### TRY IT:
Could you copy out every one of the records below, character for character, without changing anything?

[[ AVAILABLE RECORDS, beginning ]]

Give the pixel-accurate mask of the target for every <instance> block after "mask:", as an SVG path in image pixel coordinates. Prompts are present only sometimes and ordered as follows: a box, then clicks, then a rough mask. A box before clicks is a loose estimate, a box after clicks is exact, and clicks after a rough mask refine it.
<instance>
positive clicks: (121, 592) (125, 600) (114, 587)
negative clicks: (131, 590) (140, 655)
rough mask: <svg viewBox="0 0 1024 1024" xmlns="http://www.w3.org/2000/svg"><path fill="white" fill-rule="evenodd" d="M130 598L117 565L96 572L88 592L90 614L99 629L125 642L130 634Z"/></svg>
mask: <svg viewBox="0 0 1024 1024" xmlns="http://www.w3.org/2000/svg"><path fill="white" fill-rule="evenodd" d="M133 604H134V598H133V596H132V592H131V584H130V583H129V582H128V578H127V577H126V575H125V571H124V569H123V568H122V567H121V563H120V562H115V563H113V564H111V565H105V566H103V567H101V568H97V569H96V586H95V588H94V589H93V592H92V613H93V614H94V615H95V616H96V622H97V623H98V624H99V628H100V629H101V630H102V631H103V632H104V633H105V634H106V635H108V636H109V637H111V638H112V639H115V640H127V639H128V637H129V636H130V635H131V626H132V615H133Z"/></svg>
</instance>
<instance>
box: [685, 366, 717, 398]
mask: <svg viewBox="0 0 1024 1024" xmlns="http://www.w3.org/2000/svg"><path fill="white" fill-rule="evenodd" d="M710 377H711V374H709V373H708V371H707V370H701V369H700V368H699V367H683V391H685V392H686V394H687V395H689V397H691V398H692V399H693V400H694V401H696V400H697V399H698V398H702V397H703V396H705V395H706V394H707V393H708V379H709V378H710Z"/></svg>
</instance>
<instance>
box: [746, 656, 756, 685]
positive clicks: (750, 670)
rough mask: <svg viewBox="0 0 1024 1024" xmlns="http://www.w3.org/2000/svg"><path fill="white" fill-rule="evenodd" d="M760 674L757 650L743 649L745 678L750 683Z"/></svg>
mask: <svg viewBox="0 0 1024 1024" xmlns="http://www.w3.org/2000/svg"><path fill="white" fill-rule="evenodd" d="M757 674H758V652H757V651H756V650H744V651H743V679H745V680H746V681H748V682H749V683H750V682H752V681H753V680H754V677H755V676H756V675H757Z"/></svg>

[[ AVAILABLE RECORDS, end ]]

### ANSWER BOX:
Give the pixel-accurate mask of the target for every <instance> block after "mask:", as an SVG path in image pixel coordinates. Prompts are present only sometimes and ordered as follows: a box, then clicks, then a rough mask. A box before clicks is a loose estimate, a box after clicks is exact, and clicks after a rough mask refine it.
<instance>
positive clicks: (121, 592) (125, 600) (114, 587)
negative clicks: (131, 590) (140, 655)
rough mask: <svg viewBox="0 0 1024 1024" xmlns="http://www.w3.org/2000/svg"><path fill="white" fill-rule="evenodd" d="M130 598L117 565L96 572L88 592L90 614L99 629L125 642L130 634Z"/></svg>
mask: <svg viewBox="0 0 1024 1024" xmlns="http://www.w3.org/2000/svg"><path fill="white" fill-rule="evenodd" d="M133 604H134V598H133V596H132V592H131V584H130V583H129V582H128V578H127V577H126V575H125V571H124V569H123V568H122V567H121V563H120V562H115V563H113V564H111V565H105V566H103V567H101V568H97V569H96V586H95V588H94V589H93V592H92V613H93V614H94V615H95V616H96V622H97V623H98V624H99V628H100V629H101V630H102V631H103V632H104V633H105V634H106V635H108V636H109V637H111V638H112V639H115V640H127V639H128V637H129V636H130V635H131V626H132V615H133Z"/></svg>
</instance>
<instance>
box: [685, 366, 717, 398]
mask: <svg viewBox="0 0 1024 1024" xmlns="http://www.w3.org/2000/svg"><path fill="white" fill-rule="evenodd" d="M710 377H711V374H709V373H708V371H707V370H701V369H700V368H699V367H683V391H685V392H686V394H687V395H689V397H691V398H692V399H693V400H694V401H696V400H697V399H698V398H702V397H703V396H705V395H706V394H707V393H708V379H709V378H710Z"/></svg>
</instance>
<instance>
box: [746, 656, 756, 685]
positive clicks: (750, 670)
rough mask: <svg viewBox="0 0 1024 1024" xmlns="http://www.w3.org/2000/svg"><path fill="white" fill-rule="evenodd" d="M760 674L757 650L743 649L745 678L750 683Z"/></svg>
mask: <svg viewBox="0 0 1024 1024" xmlns="http://www.w3.org/2000/svg"><path fill="white" fill-rule="evenodd" d="M757 674H758V652H757V651H756V650H744V651H743V679H745V680H746V681H748V682H749V683H750V682H752V681H753V680H754V677H755V676H756V675H757Z"/></svg>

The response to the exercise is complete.